((
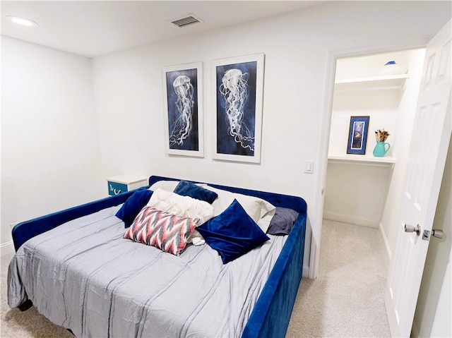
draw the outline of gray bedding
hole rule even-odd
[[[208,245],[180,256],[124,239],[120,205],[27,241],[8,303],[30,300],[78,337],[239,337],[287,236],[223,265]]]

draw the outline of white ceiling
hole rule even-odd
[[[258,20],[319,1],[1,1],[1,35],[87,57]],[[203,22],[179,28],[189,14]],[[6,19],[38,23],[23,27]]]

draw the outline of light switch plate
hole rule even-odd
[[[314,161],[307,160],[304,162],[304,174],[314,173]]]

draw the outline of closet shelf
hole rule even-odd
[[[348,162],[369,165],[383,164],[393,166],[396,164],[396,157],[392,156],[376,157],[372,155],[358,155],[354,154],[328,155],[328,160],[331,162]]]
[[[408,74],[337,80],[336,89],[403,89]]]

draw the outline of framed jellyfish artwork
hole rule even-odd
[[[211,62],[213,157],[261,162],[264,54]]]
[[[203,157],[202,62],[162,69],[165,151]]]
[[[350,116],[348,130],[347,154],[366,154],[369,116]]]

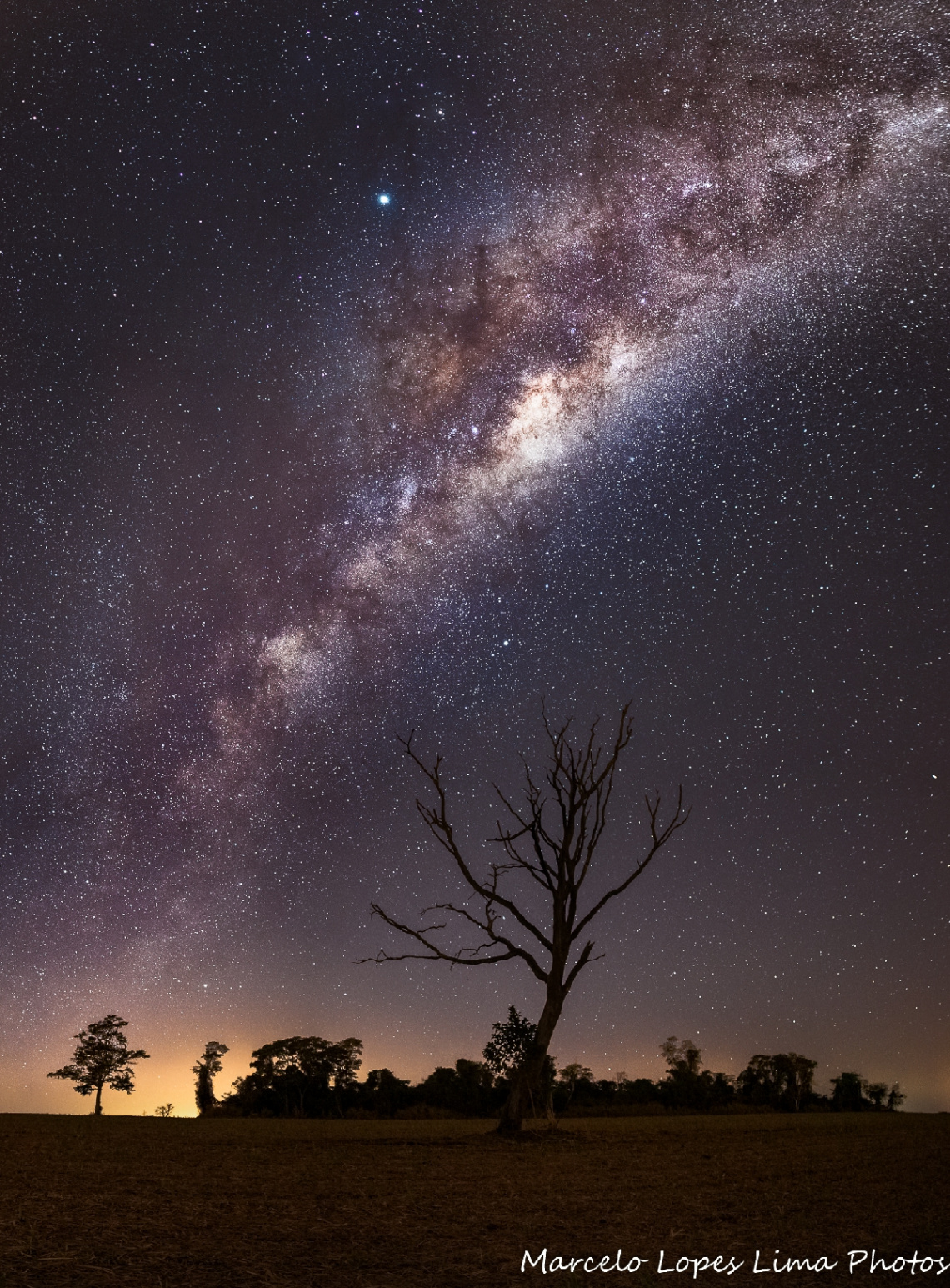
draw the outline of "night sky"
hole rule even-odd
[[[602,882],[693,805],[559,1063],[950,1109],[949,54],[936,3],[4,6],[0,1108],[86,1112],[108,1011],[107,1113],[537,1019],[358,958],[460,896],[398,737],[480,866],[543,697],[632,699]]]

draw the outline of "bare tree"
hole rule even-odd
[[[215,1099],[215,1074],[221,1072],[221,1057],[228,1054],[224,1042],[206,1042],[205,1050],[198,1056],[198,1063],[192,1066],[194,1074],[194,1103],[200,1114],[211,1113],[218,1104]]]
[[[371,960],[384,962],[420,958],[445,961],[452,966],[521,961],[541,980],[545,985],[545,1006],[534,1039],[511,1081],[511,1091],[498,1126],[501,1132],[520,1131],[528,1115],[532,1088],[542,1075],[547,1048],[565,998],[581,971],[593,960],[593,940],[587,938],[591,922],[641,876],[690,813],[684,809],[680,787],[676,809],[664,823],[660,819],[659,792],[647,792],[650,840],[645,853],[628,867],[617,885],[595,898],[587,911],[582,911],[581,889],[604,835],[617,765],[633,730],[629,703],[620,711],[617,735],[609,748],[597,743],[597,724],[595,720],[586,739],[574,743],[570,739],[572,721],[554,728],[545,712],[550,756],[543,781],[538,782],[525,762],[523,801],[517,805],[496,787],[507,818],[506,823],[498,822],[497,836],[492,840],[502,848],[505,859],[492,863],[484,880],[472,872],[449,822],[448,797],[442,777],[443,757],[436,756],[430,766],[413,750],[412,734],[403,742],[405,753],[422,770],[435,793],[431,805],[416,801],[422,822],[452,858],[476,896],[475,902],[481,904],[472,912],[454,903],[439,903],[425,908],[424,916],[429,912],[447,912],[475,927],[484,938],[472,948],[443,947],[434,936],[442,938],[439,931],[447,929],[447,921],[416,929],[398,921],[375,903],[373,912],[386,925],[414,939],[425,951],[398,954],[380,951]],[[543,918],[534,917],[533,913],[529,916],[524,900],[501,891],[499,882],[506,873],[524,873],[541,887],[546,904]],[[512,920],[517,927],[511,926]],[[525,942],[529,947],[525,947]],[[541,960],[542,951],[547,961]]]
))
Given instruction
Transcribe all entries above exactly. Drop the pictures.

Solution
draw the outline of gray bedding
hole rule even-odd
[[[208,245],[180,256],[124,239],[120,205],[27,241],[8,303],[30,300],[78,337],[239,337],[287,236],[223,265]]]

draw the outline of white ceiling
hole rule even-odd
[[[258,20],[319,1],[1,1],[1,35],[87,57]],[[203,22],[179,28],[189,14]],[[6,19],[38,23],[23,27]]]

draw the outline of light switch plate
hole rule even-odd
[[[314,161],[307,160],[304,162],[304,174],[314,173]]]

draw the outline of closet shelf
hole rule even-odd
[[[348,162],[369,165],[383,164],[393,166],[396,164],[396,157],[392,156],[376,157],[372,155],[358,155],[354,154],[328,155],[328,160],[331,162]]]
[[[408,74],[337,80],[336,89],[403,89]]]

draw the outline of framed jellyfish artwork
hole rule even-odd
[[[211,62],[213,157],[261,162],[264,54]]]
[[[203,157],[202,62],[162,69],[165,151]]]
[[[350,116],[348,130],[347,154],[366,154],[369,116]]]

draw the outline of "night sky"
hole rule even-odd
[[[602,882],[693,805],[559,1063],[950,1109],[949,54],[936,3],[4,6],[0,1108],[86,1112],[108,1011],[107,1113],[537,1019],[358,958],[460,896],[398,737],[480,866],[543,697],[632,699]]]

draw the outline of "bare tree"
hole rule even-odd
[[[215,1099],[215,1074],[221,1072],[221,1057],[228,1054],[224,1042],[206,1042],[205,1050],[198,1056],[198,1063],[192,1066],[194,1074],[194,1103],[200,1114],[211,1113],[218,1104]]]
[[[371,960],[384,962],[420,958],[445,961],[452,966],[521,961],[541,980],[545,985],[545,1006],[534,1039],[511,1081],[511,1091],[498,1126],[501,1132],[520,1131],[528,1115],[532,1088],[542,1075],[547,1048],[565,998],[581,971],[593,960],[593,940],[587,938],[591,922],[641,876],[690,813],[684,809],[680,787],[676,809],[664,823],[660,819],[659,792],[647,792],[650,840],[645,853],[628,867],[617,885],[595,898],[587,911],[582,911],[581,889],[604,835],[617,765],[633,730],[629,703],[620,711],[617,735],[609,748],[597,743],[597,724],[595,720],[586,739],[574,743],[570,739],[572,721],[554,728],[545,712],[550,756],[543,781],[538,782],[525,762],[523,801],[517,805],[496,787],[507,818],[506,823],[498,822],[497,836],[492,840],[502,848],[505,859],[492,863],[484,880],[472,872],[449,822],[448,797],[442,777],[443,757],[436,756],[430,766],[413,750],[412,734],[403,742],[405,753],[422,770],[435,793],[431,805],[416,801],[422,822],[452,858],[476,896],[475,902],[481,904],[472,912],[454,903],[439,903],[425,908],[424,916],[429,912],[447,912],[475,927],[484,938],[472,948],[443,947],[434,936],[442,938],[439,931],[447,929],[447,921],[416,929],[398,921],[375,903],[373,912],[386,925],[414,939],[425,951],[398,954],[380,951]],[[543,918],[534,917],[533,913],[529,916],[524,900],[501,891],[499,882],[506,873],[524,873],[541,887],[546,904]],[[512,920],[517,927],[511,926]],[[525,942],[529,947],[525,947]],[[541,960],[542,951],[547,961]]]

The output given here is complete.